>> Start Dataset records

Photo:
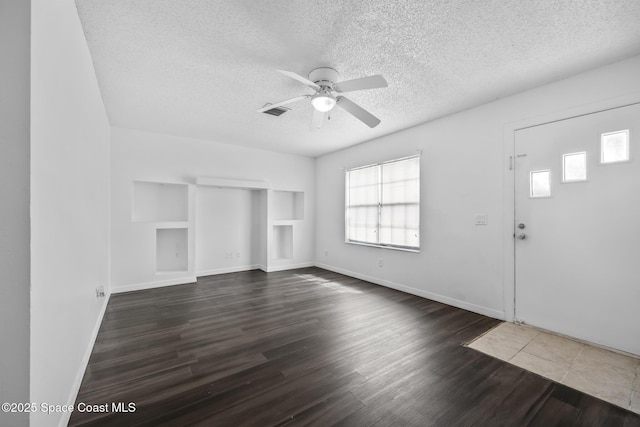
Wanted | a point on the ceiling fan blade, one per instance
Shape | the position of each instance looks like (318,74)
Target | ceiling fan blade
(371,82)
(357,111)
(281,103)
(301,79)
(318,119)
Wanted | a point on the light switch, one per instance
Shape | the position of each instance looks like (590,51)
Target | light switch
(481,219)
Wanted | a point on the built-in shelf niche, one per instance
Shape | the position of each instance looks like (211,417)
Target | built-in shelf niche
(171,250)
(282,243)
(159,202)
(288,205)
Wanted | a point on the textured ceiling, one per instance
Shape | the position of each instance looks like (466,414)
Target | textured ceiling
(201,68)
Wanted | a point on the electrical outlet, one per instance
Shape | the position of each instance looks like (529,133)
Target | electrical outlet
(481,219)
(100,292)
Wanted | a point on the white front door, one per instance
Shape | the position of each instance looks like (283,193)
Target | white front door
(577,215)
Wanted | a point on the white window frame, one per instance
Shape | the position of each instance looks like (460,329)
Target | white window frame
(628,150)
(380,182)
(586,167)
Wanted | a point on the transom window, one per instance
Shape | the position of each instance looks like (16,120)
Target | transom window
(383,204)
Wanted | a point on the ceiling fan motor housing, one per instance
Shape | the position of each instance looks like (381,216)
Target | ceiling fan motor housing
(324,77)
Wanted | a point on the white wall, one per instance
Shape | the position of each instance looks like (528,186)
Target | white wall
(146,156)
(14,204)
(228,230)
(464,172)
(69,205)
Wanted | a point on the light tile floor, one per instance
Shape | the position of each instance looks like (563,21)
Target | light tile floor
(605,374)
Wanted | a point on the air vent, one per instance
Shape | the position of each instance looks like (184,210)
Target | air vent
(277,111)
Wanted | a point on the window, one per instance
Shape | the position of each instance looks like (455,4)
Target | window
(383,204)
(614,147)
(540,183)
(574,167)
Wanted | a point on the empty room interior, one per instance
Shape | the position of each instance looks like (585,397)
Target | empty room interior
(320,213)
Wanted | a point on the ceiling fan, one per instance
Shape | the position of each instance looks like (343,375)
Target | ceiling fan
(326,96)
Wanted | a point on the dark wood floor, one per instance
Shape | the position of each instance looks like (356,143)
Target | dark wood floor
(311,347)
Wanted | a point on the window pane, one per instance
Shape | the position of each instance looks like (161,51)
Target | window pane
(540,183)
(383,203)
(614,146)
(574,167)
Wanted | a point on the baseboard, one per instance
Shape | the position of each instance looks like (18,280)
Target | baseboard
(151,285)
(75,388)
(227,270)
(287,267)
(497,314)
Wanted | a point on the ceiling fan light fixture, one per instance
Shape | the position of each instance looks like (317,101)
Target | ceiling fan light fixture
(323,101)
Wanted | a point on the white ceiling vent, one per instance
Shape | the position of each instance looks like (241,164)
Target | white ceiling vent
(276,111)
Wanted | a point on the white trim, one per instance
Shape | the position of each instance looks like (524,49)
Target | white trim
(245,184)
(75,387)
(497,314)
(151,285)
(226,270)
(287,267)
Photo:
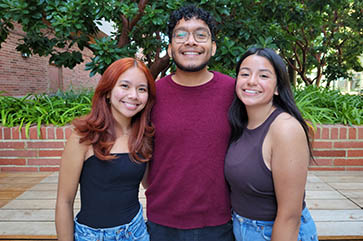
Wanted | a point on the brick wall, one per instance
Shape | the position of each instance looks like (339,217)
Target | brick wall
(20,76)
(336,147)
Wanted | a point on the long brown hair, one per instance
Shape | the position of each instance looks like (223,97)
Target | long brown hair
(98,127)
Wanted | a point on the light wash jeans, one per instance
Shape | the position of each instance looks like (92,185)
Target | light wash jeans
(246,229)
(135,230)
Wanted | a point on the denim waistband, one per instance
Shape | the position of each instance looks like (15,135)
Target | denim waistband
(305,217)
(251,221)
(129,227)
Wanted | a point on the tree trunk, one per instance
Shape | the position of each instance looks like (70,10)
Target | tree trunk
(292,72)
(159,65)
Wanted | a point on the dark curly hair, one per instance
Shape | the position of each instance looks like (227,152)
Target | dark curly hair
(237,115)
(188,12)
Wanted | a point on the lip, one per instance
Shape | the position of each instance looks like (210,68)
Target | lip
(251,91)
(130,104)
(191,52)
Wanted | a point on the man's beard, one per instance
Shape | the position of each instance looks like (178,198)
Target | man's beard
(190,68)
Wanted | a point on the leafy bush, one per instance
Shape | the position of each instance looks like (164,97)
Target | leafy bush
(323,106)
(58,109)
(318,105)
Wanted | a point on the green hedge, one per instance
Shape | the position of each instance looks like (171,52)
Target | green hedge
(318,105)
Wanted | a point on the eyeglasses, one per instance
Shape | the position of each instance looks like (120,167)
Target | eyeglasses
(200,36)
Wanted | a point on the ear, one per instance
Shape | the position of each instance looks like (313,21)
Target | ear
(169,51)
(214,48)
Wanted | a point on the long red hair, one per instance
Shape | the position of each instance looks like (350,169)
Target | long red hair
(98,127)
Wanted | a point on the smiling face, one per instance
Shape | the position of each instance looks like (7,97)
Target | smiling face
(191,56)
(129,95)
(256,81)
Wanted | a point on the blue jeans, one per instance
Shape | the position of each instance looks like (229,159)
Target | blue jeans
(159,232)
(246,229)
(135,230)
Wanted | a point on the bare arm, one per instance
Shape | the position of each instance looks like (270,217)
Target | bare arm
(144,182)
(69,173)
(289,165)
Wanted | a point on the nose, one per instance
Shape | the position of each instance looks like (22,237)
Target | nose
(252,80)
(133,93)
(190,40)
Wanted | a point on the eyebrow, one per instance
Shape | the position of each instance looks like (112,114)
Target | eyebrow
(128,81)
(184,29)
(261,70)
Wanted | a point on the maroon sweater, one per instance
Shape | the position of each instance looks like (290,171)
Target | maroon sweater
(187,188)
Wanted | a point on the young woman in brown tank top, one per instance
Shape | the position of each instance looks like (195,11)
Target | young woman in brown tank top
(267,161)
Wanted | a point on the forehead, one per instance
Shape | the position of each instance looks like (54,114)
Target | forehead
(133,75)
(191,24)
(256,61)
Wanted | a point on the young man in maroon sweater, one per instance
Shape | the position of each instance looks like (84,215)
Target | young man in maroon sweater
(187,197)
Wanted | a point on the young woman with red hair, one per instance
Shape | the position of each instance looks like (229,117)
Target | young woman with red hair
(107,155)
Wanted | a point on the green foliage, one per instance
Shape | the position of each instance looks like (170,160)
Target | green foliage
(324,106)
(58,109)
(318,105)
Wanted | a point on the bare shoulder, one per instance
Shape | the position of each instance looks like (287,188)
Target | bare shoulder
(74,145)
(286,127)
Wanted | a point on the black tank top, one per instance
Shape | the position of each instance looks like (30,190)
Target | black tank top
(109,191)
(251,182)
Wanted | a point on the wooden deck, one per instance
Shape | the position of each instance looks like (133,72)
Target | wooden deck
(27,202)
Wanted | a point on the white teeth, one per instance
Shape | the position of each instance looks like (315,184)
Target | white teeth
(190,53)
(251,91)
(130,104)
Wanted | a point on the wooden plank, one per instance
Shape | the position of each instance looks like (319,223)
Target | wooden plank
(27,237)
(33,180)
(336,173)
(9,195)
(347,186)
(27,228)
(44,187)
(352,193)
(331,204)
(15,186)
(318,186)
(337,215)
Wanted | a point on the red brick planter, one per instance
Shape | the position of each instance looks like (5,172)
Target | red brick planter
(336,147)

>> End Dataset records

■ Your task: Leave out every picture and copy the rest of the records exactly.

■ Exercise response:
Photo:
Wanted | a point on the ceiling fan blade, one per instance
Shape | the position of each instance looks like (318,74)
Target | ceiling fan blade
(371,82)
(357,111)
(281,103)
(301,79)
(318,119)
Wanted | a point on the light switch, one per instance
Shape | the position of each instance looks like (590,51)
Target | light switch
(481,219)
Wanted | a point on the built-in shelf niche, one per instance
Shape | the position of each instance looks like (211,417)
Target | built-in shelf niche
(171,250)
(282,243)
(159,202)
(288,205)
Wanted | a point on the textured ceiling, one per instance
Shape | the position of each instance looks like (466,414)
Target | textured ceiling
(201,68)
Wanted | a point on the electrical outlet, one per instance
Shape | the position of each instance looks like (529,133)
Target | electrical outlet
(481,219)
(100,292)
Wanted | a point on the white front door, one per instance
Shape | the position of each instance looks like (283,193)
Target | white front door
(577,215)
Wanted | a point on the white window frame, one per instance
Shape | the position of each instance looks like (460,329)
Target | white window frame
(628,150)
(380,182)
(586,167)
Wanted | a point on the transom window, one per instance
Shape | the position of each instance looks like (16,120)
Target | transom window
(383,204)
Wanted | a point on the ceiling fan motor housing, one per instance
Shape | the position of each instance looks like (381,216)
Target | ceiling fan motor housing
(324,77)
Wanted | a point on the white wall, one per instance
Shape | the position of each instance looks like (528,186)
Target | white wall
(146,156)
(14,204)
(228,230)
(464,172)
(69,205)
Wanted | a point on the light tile floor, one per instance
Shape | the position of each instance looks like (563,21)
Target | light tile floor
(605,374)
Wanted | a point on the air vent, one per instance
Shape | the position of each instance looks like (184,210)
Target | air vent
(277,111)
Wanted | a point on the window, one per instance
Shape | the position of each instance looks like (455,4)
Target | window
(383,204)
(614,147)
(540,183)
(574,167)
Wanted | a point on the empty room interior, one per instance
Shape | the position of each instance looks like (585,397)
Target | empty room interior
(320,213)
Wanted | a point on the ceiling fan, one per instance
Shape | the position of each instance looks like (343,375)
Target | ceiling fan
(326,96)
Wanted | a point on the dark wood floor, one per instance
Shape | the position of each instance looks like (356,143)
Target | dark wood floor
(311,347)
Wanted | a point on the window pane, one per instance
Shape | the position of each instance looks like (161,51)
Target | window pane
(540,183)
(383,203)
(614,146)
(574,167)
Wanted | a point on the baseboard, one per instance
Shape | the position of each instance looks like (18,280)
Target | baseboard
(151,285)
(75,388)
(227,270)
(287,267)
(497,314)
Wanted | a point on the ceiling fan light fixture, one per instance
Shape | the position of each instance looks like (317,101)
Target | ceiling fan light fixture
(323,101)
Wanted | a point on the white ceiling vent, one per instance
Shape | the position of each instance looks like (241,164)
Target | white ceiling vent
(276,111)
Wanted | a point on the white trim, one per instance
Shape | the position of each instance looks like (524,49)
Target | white trim
(245,184)
(75,387)
(497,314)
(151,285)
(226,270)
(287,267)
Photo:
Wanted | a point on the brick wall, one per instance
Shape | the position of each instance looks like (339,217)
Target | brick wall
(20,76)
(336,147)
Wanted | a point on the long brown hair, one per instance
Shape | the position of each instance looks like (223,97)
Target | long brown hair
(98,127)
Wanted | a point on the light wash jeans, one per instance
Shape | the position of each instance looks like (92,185)
Target | light wash jeans
(246,229)
(135,230)
Wanted | a point on the denim waistband, one per instance
Shape | the position of each instance looks like (15,135)
Target | denim waistband
(305,217)
(251,221)
(129,227)
Wanted | a point on the tree trunk, one per instance
Shape | the position of each instance looks like (70,10)
Target | tree trunk
(292,72)
(159,65)
Wanted | a point on the dark curly hair, one per instance
Shape | the position of each instance looks like (227,152)
Target | dark curly hair
(237,115)
(188,12)
Wanted | a point on the lip, one per instance
Shape | the position of each instance looks like (210,68)
Target | lip
(251,91)
(130,104)
(191,52)
Wanted | a point on the man's beard, one per instance
Shape | the position of each instance looks like (178,198)
Target | man's beard
(190,68)
Wanted | a point on the leafy bush, one per instance
Shape | the position of each instance looks like (164,97)
Target | leafy bush
(323,106)
(58,109)
(318,105)
Wanted | a point on the green hedge, one per instance
Shape | the position of each instance looks like (171,52)
Target | green hedge
(318,105)
Wanted | a point on the eyeglasses, one per instance
Shape | the position of each instance looks like (120,167)
Target | eyeglasses
(200,36)
Wanted | a point on the ear, one per instance
Shape | the position of each instance looks like (313,21)
Target | ear
(169,51)
(214,48)
Wanted | a point on the long red hair, one per instance
Shape | the position of each instance looks like (350,169)
Target | long red hair
(98,127)
Wanted | a point on the smiling face, one per instance
Shape | the position of each instance looks like (7,97)
Target | smiling face
(191,56)
(129,95)
(256,81)
Wanted | a point on the blue jeans, one per instance
Shape | the position of each instance looks like (229,159)
Target | blue jeans
(159,232)
(246,229)
(135,230)
Wanted | a point on the bare arm, one per instance
Shape | the position of each instance looks like (270,217)
Target | bare arm
(144,182)
(69,173)
(289,165)
Wanted | a point on the nose, one per instance
Shape | the position of each instance looks like (22,237)
Target | nose
(252,80)
(133,93)
(190,40)
Wanted | a point on the eyebrow, one per instance
Shape | the position of each instance looks like (112,114)
Target | eyebrow
(128,81)
(184,29)
(261,70)
Wanted | a point on the maroon sweater, one per instance
Shape | the position of each instance looks like (290,171)
Target | maroon sweater
(187,188)
Wanted | a point on the young woman in brown tank top, one per instance
Shape | the position of each instance looks like (195,11)
Target | young woman in brown tank top
(267,161)
Wanted | a point on the forehead, one per instance
Shape | the position of each instance looks like (54,114)
Target | forehead
(133,75)
(191,24)
(256,61)
Wanted | a point on the young man in maroon sweater, one per instance
Shape | the position of each instance looks like (84,215)
Target | young man in maroon sweater
(187,197)
Wanted | a point on the young woman with red hair, one per instance
Shape | the position of each instance looks like (229,117)
Target | young woman with red hair
(107,155)
Wanted | a point on the green foliage, one per instance
Shape | the position of each instance looks like (170,160)
Target | green foliage
(324,106)
(58,109)
(318,105)
Wanted | a point on the bare shoulder, one per instance
Shape | the position of each instance looks like (287,188)
Target | bare shoulder
(74,145)
(286,127)
Wanted | a point on the black tank top, one per instance
Shape | the position of each instance looks like (30,190)
Target | black tank top
(109,191)
(251,182)
Wanted | a point on the wooden deck, one per instance
Shape | the position of each instance looks like (133,72)
Target | wooden deck
(27,202)
Wanted | a point on the white teeth, one per instance
Shape | the position of each instance looks like (315,184)
Target | white teeth
(190,53)
(251,91)
(130,104)
Wanted | a point on the wooden plank, one per instance
Shape | the position of each instance looks like (319,223)
Target | wooden plank
(27,237)
(33,180)
(336,173)
(9,195)
(347,186)
(27,228)
(44,187)
(352,193)
(331,204)
(15,186)
(318,186)
(337,215)
Wanted | a point on the red brick planter, one per instance
Shape | the position of each instance looks like (5,172)
Target | red brick planter
(336,147)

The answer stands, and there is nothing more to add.